» Exercise description
Return, without any changes, the lines starting at the one containing "Keep to two rules. Tag each instance of the dark doorway" and ending at the one containing "x=143 y=263".

------ Supplied information ------

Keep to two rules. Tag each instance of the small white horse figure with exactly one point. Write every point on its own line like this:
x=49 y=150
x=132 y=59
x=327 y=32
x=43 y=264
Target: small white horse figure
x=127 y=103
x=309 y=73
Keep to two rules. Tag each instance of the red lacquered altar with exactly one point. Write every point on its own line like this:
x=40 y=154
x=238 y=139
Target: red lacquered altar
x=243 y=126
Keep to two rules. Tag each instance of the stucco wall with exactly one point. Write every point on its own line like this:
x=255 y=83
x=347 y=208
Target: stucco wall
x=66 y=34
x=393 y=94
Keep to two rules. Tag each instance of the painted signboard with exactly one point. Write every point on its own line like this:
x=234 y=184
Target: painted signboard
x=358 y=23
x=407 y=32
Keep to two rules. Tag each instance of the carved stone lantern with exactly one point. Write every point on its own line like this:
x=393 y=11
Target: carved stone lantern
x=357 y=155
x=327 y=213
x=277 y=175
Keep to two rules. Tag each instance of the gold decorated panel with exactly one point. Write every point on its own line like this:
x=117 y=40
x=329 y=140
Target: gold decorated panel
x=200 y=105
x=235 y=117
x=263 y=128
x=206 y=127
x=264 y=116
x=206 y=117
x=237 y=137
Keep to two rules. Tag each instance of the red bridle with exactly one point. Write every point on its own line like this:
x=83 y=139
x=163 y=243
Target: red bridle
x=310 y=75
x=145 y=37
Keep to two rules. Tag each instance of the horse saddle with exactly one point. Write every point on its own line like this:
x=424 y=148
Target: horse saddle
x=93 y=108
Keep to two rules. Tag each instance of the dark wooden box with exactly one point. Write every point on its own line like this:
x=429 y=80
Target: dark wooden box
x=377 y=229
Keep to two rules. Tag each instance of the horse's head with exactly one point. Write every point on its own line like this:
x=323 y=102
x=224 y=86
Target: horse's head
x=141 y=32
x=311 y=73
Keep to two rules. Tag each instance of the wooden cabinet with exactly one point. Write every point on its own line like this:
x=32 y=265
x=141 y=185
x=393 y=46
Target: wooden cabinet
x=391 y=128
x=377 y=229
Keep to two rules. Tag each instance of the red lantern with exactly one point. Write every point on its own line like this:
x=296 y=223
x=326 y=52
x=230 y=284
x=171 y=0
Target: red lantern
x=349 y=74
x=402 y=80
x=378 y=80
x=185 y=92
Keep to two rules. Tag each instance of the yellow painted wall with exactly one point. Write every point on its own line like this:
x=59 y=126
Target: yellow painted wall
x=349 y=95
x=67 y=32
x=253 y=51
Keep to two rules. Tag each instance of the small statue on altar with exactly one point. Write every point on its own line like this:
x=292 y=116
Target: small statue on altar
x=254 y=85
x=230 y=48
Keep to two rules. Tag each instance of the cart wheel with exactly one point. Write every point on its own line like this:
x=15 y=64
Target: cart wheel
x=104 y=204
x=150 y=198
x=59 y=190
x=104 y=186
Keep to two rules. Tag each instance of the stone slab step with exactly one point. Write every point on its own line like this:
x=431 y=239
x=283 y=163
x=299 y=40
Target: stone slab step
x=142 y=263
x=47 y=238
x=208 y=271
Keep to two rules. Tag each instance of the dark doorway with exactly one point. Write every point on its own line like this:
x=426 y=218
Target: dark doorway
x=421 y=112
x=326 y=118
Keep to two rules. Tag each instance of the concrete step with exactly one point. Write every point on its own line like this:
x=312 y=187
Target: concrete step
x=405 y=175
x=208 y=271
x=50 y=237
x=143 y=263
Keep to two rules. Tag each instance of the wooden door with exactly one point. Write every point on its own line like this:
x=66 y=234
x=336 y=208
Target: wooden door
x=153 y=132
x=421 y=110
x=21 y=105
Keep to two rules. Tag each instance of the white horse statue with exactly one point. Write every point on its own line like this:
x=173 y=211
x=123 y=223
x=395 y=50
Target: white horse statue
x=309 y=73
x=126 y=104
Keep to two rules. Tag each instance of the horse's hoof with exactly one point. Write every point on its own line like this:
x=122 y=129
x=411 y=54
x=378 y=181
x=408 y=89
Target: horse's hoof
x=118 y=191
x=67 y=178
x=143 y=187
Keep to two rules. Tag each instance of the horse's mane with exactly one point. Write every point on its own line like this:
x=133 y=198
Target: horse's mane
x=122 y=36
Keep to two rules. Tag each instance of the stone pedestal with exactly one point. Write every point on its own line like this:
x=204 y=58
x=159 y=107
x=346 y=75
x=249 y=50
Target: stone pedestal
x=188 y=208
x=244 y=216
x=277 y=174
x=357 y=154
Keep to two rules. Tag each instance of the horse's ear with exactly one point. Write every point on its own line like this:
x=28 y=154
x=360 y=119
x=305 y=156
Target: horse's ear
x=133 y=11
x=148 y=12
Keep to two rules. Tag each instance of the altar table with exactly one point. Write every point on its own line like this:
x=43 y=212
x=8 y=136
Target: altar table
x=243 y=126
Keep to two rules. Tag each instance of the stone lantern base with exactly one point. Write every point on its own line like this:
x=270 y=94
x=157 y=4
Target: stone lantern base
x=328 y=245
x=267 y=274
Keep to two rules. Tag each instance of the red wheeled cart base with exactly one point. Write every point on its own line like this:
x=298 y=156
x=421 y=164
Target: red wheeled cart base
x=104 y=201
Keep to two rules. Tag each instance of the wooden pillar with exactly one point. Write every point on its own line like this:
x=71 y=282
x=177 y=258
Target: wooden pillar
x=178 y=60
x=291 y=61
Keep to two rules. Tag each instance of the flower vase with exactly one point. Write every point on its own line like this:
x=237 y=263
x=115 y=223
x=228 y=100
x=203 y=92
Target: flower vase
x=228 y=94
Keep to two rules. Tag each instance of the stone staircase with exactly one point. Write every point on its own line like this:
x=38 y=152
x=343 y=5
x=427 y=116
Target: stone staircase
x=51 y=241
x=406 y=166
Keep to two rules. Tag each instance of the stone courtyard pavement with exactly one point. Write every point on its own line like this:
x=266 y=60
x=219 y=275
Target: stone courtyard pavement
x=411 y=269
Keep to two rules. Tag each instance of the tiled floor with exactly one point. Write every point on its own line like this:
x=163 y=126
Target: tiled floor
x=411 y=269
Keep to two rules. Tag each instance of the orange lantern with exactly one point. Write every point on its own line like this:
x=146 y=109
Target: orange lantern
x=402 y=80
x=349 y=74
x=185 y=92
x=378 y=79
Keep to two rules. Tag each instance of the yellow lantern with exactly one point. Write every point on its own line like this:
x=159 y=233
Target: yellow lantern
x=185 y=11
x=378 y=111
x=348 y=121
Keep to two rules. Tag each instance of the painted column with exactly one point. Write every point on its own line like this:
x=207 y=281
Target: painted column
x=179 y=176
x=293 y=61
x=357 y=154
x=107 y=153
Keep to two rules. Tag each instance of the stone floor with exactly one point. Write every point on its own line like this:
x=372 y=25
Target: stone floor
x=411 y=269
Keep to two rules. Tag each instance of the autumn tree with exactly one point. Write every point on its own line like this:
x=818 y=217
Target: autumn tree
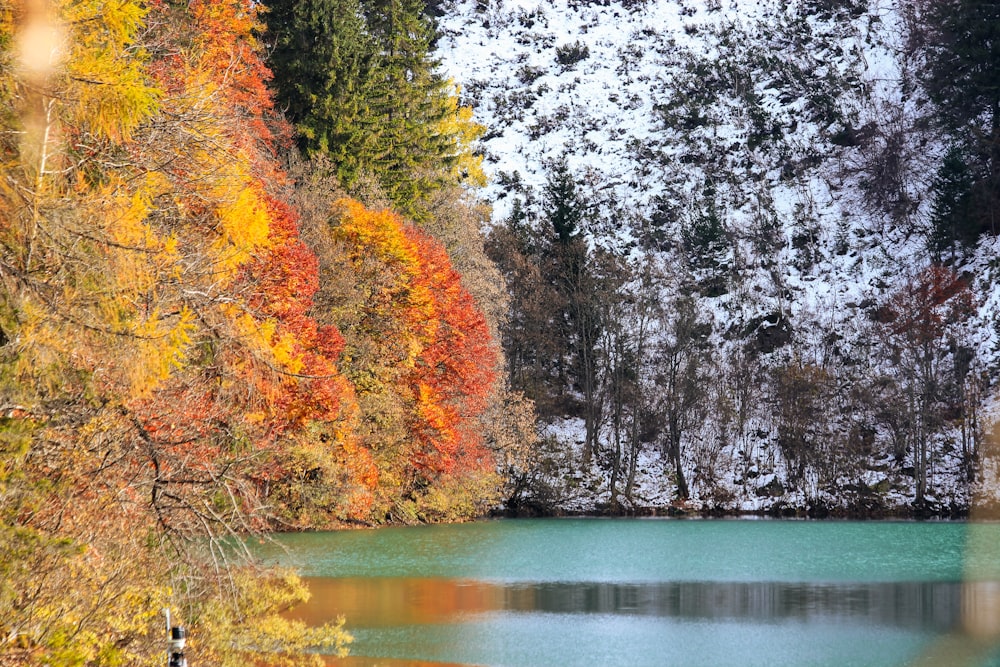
x=682 y=366
x=134 y=226
x=419 y=352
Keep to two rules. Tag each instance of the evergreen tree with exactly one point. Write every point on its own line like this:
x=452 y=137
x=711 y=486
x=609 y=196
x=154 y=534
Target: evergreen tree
x=357 y=79
x=952 y=219
x=322 y=56
x=564 y=204
x=963 y=78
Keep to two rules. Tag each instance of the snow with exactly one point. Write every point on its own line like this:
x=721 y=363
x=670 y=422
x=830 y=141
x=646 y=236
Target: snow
x=775 y=86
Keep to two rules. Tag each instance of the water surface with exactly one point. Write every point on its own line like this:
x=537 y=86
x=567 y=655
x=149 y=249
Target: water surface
x=540 y=593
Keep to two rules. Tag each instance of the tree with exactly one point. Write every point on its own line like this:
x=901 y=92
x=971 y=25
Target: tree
x=568 y=268
x=419 y=351
x=963 y=79
x=359 y=82
x=953 y=220
x=923 y=320
x=682 y=367
x=132 y=208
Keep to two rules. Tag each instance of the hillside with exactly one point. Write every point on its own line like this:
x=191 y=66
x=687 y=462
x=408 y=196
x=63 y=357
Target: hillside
x=780 y=164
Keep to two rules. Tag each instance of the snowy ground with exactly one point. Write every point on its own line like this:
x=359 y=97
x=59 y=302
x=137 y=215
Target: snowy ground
x=649 y=101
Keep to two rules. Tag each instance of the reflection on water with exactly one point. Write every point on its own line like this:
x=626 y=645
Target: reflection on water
x=456 y=620
x=930 y=606
x=658 y=593
x=383 y=602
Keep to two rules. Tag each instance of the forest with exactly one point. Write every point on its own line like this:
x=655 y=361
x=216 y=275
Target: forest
x=255 y=276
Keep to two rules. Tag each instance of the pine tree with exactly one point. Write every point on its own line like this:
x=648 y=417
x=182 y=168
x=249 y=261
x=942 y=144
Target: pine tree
x=321 y=56
x=360 y=84
x=952 y=220
x=963 y=78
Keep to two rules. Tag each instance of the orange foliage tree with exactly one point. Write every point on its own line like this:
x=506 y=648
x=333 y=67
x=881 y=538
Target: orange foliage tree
x=158 y=367
x=418 y=342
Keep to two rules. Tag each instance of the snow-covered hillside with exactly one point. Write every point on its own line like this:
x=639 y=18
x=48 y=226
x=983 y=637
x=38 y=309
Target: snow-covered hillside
x=798 y=123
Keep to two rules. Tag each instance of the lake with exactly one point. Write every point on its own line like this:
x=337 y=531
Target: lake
x=638 y=592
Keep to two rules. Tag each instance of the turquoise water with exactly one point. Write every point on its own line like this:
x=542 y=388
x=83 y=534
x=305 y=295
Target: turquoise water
x=581 y=592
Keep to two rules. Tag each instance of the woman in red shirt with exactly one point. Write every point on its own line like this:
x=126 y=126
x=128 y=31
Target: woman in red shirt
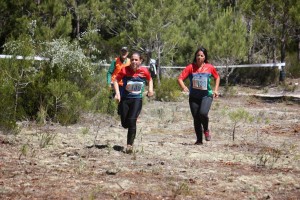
x=130 y=99
x=200 y=73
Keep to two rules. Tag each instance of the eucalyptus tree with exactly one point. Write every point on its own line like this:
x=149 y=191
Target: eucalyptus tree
x=275 y=25
x=151 y=27
x=228 y=40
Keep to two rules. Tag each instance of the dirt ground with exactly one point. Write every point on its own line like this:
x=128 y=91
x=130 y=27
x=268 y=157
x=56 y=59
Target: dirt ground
x=87 y=160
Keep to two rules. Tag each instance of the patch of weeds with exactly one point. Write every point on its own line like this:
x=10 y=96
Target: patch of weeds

------

» Solution for this task
Keep to two rules. Tag each instance of the dark doorway with exactly one point. Write every point on its own line like this:
x=426 y=218
Target: dark doorway
x=421 y=112
x=326 y=118
Keep to two rules. Tag each instance of the concrete step with exactly one point. Write every point on its own line like this:
x=312 y=187
Target: concrete step
x=405 y=175
x=208 y=271
x=50 y=237
x=143 y=263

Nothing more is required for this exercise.